━━━ DATA RECORDS

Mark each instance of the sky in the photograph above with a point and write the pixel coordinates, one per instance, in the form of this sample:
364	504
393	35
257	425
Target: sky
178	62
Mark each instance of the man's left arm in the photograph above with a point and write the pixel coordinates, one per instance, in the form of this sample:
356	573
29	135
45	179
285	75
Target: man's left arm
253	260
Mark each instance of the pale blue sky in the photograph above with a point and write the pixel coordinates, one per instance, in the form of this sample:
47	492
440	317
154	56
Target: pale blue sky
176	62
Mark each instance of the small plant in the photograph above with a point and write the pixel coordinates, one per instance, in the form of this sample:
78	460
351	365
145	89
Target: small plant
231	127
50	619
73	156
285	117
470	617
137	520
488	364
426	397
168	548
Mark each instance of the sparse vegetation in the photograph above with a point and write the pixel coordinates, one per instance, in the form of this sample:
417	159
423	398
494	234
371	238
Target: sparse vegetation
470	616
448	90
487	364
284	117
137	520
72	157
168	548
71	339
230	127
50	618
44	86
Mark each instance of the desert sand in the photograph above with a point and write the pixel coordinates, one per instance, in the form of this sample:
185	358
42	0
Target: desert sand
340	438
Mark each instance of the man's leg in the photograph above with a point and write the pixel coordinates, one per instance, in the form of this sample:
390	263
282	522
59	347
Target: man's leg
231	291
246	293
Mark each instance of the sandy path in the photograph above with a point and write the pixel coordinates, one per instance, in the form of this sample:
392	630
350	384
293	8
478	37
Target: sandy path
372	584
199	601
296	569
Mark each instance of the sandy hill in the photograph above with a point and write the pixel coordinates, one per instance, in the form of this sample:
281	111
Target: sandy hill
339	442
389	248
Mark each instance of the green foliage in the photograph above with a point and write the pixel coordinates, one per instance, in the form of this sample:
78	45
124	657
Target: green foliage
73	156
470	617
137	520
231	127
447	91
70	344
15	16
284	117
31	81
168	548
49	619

━━━━━━

Exactly the lines from the one containing "Target: sandy hill" to the final line of the entries must be restated, and no others.

# [RESULT OF THE TASK]
Target: sandy hill
339	442
389	248
Mark each instance of the green foliage in the photograph above with a point and write the pixel coordinates, one per instance, in the form of this sample:
78	45
124	657
Target: green foliage
73	156
470	617
137	520
231	127
447	91
70	344
15	16
284	117
31	81
168	548
49	619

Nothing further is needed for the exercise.